---------- DATA EXCERPTS ----------
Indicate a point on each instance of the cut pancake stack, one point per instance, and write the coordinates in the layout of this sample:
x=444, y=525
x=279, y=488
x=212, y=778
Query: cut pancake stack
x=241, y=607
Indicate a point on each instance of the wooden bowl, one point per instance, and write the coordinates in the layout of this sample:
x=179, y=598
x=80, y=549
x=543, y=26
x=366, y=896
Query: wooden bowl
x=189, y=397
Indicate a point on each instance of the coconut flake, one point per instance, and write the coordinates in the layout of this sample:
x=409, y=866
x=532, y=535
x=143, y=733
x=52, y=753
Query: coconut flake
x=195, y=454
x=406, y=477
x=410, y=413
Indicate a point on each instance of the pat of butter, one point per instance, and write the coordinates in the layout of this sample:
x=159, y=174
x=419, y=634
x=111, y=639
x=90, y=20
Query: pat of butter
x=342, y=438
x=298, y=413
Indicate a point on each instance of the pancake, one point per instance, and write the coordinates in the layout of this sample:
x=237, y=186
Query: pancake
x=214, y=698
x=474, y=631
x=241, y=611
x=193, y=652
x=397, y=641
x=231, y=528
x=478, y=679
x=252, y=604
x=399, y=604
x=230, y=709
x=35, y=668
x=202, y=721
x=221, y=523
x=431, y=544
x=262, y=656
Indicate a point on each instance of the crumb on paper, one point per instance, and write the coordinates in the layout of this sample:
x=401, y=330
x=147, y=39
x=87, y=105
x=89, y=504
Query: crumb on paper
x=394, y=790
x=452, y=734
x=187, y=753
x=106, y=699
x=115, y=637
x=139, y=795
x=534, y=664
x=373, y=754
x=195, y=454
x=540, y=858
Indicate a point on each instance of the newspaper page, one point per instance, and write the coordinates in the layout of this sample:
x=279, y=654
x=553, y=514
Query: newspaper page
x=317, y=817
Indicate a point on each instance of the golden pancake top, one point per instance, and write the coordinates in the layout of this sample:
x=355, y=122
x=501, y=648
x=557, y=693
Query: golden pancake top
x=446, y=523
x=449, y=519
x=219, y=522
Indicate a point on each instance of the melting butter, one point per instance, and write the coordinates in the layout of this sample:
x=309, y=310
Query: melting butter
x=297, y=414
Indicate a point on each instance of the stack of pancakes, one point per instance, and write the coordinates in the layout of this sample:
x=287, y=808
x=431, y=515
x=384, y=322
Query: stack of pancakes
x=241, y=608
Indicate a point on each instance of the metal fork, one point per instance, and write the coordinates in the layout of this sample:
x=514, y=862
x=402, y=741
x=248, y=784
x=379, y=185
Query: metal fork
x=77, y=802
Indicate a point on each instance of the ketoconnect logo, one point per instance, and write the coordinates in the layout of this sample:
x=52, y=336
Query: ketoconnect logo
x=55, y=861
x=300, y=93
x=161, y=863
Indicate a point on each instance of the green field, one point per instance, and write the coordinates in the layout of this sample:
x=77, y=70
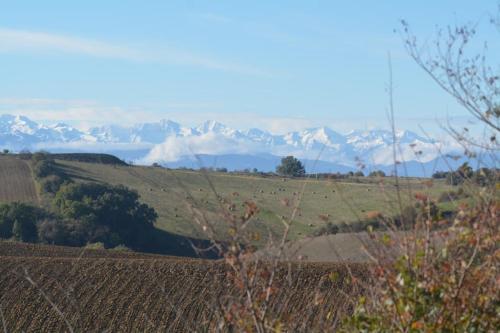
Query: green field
x=16, y=181
x=171, y=192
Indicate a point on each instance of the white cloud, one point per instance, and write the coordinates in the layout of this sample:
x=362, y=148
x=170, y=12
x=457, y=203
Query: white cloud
x=12, y=40
x=15, y=40
x=210, y=143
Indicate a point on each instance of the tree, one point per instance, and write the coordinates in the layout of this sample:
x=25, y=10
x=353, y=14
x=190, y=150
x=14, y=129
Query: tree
x=290, y=166
x=111, y=214
x=377, y=173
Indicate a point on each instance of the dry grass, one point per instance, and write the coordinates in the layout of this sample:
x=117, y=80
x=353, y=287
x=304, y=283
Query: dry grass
x=141, y=293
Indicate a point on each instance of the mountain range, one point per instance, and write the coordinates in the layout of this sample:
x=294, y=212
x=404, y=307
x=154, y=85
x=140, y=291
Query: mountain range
x=171, y=144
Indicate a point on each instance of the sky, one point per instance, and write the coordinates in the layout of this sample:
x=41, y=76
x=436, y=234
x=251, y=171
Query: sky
x=276, y=65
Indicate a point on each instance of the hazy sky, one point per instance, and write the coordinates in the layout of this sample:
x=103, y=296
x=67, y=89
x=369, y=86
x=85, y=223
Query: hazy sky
x=273, y=64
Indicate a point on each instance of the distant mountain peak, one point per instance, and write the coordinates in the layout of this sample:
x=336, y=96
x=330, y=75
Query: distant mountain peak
x=371, y=146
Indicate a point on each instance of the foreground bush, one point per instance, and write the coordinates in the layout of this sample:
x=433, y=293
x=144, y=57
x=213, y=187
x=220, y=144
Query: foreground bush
x=446, y=281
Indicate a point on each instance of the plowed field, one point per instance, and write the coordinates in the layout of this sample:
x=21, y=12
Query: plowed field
x=136, y=292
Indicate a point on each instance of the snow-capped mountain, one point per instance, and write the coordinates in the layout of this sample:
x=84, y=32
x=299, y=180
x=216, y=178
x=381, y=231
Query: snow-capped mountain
x=169, y=142
x=18, y=132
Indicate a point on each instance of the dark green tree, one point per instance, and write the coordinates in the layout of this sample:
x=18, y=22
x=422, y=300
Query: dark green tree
x=291, y=166
x=109, y=214
x=19, y=220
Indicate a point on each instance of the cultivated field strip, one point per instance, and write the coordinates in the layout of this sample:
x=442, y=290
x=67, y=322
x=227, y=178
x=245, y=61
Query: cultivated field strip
x=138, y=294
x=16, y=181
x=18, y=249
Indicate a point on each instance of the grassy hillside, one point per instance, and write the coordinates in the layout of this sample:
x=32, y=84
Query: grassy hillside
x=16, y=180
x=140, y=293
x=171, y=191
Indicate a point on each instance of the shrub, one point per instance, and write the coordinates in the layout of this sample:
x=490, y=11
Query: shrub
x=19, y=219
x=377, y=173
x=51, y=183
x=450, y=285
x=62, y=232
x=290, y=166
x=111, y=214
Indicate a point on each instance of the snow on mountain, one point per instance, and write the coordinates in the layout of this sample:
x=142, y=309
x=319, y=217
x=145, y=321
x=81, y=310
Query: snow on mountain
x=170, y=141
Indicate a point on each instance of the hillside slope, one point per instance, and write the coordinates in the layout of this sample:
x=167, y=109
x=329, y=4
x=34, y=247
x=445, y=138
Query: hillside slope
x=171, y=192
x=16, y=181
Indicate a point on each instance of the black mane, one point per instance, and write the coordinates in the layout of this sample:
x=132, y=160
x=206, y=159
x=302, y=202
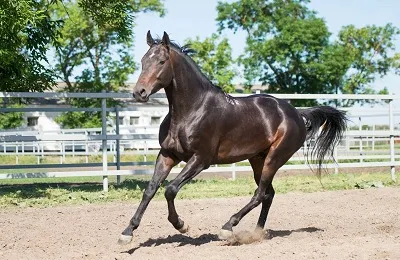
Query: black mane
x=185, y=49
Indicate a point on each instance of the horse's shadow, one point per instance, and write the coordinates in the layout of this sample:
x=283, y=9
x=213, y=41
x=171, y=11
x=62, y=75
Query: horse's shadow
x=179, y=238
x=183, y=240
x=284, y=233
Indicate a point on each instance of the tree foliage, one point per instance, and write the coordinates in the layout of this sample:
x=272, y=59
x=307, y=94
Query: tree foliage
x=288, y=49
x=214, y=57
x=26, y=30
x=95, y=52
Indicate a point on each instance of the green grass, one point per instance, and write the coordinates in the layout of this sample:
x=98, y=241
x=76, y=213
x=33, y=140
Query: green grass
x=48, y=192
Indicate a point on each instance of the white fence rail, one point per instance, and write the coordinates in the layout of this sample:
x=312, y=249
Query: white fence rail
x=358, y=145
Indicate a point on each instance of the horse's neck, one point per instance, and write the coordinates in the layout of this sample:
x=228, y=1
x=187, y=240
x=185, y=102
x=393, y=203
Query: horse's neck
x=187, y=89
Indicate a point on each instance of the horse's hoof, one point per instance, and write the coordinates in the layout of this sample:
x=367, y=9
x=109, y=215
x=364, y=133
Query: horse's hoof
x=225, y=234
x=124, y=240
x=184, y=229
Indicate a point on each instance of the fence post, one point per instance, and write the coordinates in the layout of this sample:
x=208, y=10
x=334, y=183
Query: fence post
x=391, y=128
x=104, y=141
x=360, y=128
x=118, y=151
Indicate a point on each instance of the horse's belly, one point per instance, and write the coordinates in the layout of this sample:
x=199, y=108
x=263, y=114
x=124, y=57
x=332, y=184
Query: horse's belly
x=240, y=151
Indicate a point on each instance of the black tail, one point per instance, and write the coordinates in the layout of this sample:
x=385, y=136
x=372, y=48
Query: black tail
x=331, y=124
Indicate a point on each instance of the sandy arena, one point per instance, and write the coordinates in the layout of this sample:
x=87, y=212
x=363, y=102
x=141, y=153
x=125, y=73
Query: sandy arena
x=355, y=224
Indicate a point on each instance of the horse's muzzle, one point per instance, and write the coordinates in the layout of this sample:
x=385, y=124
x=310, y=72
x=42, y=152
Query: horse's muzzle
x=141, y=95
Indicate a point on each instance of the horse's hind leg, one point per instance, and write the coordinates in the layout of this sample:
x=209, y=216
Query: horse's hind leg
x=279, y=153
x=266, y=205
x=257, y=163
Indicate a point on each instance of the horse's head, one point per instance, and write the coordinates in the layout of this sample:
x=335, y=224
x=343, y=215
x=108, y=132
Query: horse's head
x=157, y=70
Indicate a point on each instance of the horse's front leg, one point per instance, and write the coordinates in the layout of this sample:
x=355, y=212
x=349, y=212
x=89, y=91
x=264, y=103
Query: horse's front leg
x=194, y=166
x=164, y=164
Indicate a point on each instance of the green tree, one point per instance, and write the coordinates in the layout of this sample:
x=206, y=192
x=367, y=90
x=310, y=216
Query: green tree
x=105, y=52
x=288, y=49
x=214, y=57
x=26, y=30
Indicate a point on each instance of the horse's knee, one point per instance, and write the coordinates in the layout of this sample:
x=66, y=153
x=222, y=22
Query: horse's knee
x=170, y=192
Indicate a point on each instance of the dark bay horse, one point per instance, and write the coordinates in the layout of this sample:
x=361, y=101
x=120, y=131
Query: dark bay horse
x=206, y=126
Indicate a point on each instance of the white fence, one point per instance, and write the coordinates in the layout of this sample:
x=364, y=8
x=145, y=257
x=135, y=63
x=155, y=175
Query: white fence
x=360, y=145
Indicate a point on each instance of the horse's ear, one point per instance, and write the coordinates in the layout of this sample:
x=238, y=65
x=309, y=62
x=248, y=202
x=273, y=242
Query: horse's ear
x=166, y=40
x=150, y=40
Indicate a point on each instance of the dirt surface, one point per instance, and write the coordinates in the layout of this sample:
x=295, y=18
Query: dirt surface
x=356, y=224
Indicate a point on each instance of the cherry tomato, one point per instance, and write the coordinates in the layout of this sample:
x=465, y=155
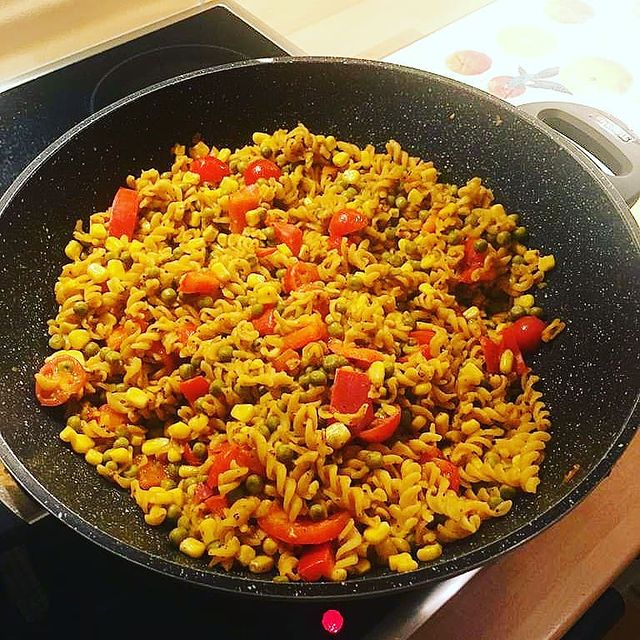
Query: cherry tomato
x=60, y=379
x=210, y=169
x=261, y=168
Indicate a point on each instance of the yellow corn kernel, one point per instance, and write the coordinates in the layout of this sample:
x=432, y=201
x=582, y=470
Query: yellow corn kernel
x=506, y=361
x=243, y=412
x=254, y=279
x=79, y=338
x=73, y=250
x=193, y=547
x=546, y=263
x=526, y=301
x=337, y=435
x=154, y=446
x=340, y=159
x=93, y=457
x=97, y=272
x=156, y=515
x=261, y=564
x=470, y=426
x=98, y=230
x=136, y=397
x=179, y=430
x=414, y=196
x=402, y=562
x=220, y=272
x=429, y=552
x=375, y=535
x=376, y=373
x=82, y=443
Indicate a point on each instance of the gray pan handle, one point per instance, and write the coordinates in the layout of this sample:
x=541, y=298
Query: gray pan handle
x=600, y=135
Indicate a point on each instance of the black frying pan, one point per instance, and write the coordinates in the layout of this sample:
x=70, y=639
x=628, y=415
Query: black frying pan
x=589, y=375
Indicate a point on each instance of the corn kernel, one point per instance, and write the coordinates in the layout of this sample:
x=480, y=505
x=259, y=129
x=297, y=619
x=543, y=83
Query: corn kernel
x=340, y=159
x=73, y=250
x=546, y=263
x=243, y=412
x=429, y=552
x=193, y=547
x=470, y=426
x=98, y=230
x=337, y=435
x=179, y=430
x=79, y=338
x=220, y=272
x=526, y=301
x=97, y=272
x=254, y=279
x=154, y=446
x=402, y=562
x=376, y=373
x=375, y=535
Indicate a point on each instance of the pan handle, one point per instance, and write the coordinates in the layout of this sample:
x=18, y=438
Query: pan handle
x=600, y=135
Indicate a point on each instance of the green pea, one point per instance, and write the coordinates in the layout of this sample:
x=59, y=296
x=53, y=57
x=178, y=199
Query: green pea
----------
WRITTEN TASK: Reproduce the rows above without any change, beginning with the first line and ending with the line that contains "x=297, y=414", both included.

FULL OUTPUT:
Indicate a point on each instance of the cut pancake stack, one point per instance, and write the coordinates in the layout of this sample:
x=444, y=525
x=279, y=488
x=212, y=778
Query: cut pancake stack
x=241, y=607
Indicate a point on each instance of the wooden bowl, one point per instance, and write the coordinates in the layout of this sample:
x=179, y=598
x=80, y=549
x=543, y=26
x=366, y=896
Query: wooden bowl
x=189, y=397
Indicate a point on each instance of the coconut flake, one point per instance, and write the coordinates in the layout of this sample:
x=409, y=866
x=532, y=535
x=143, y=733
x=52, y=753
Query: coconut flake
x=195, y=454
x=406, y=477
x=410, y=413
Indicate a point on each instance of the pat of butter, one point per instance, and write the coordinates in the layout of this sample:
x=159, y=174
x=419, y=634
x=111, y=639
x=90, y=20
Query: pat of butter
x=342, y=438
x=298, y=413
Indicate a point on each instance of the pancake, one point per instance, and write the coordinates in the layout of this sample:
x=237, y=186
Query: pancake
x=214, y=698
x=474, y=631
x=241, y=611
x=193, y=652
x=397, y=641
x=231, y=528
x=478, y=679
x=252, y=604
x=399, y=604
x=230, y=709
x=35, y=668
x=202, y=721
x=221, y=523
x=431, y=544
x=262, y=656
Indicate a point on each instance of the crumb on paper, one point per instance, and write the coordinates in the layout of this sample:
x=401, y=330
x=147, y=39
x=87, y=105
x=89, y=504
Query: crumb on paper
x=394, y=790
x=452, y=734
x=187, y=753
x=106, y=699
x=115, y=637
x=139, y=795
x=534, y=664
x=373, y=754
x=195, y=454
x=540, y=858
Indicate a point on each instance of the newspaper page, one point per instance, and write the coordinates in the layout of this sample:
x=279, y=654
x=553, y=514
Query: newspaper page
x=317, y=817
Indicate a point on each instance of the golden pancake top, one point per instance, and write the coordinates in the layout of this sample:
x=355, y=122
x=501, y=648
x=557, y=693
Query: golden pancake top
x=446, y=523
x=449, y=519
x=219, y=522
Indicate a point on each instance of the melting butter, one point per instance, and write the coordinates in the layout of this sample:
x=309, y=310
Query: melting butter
x=297, y=414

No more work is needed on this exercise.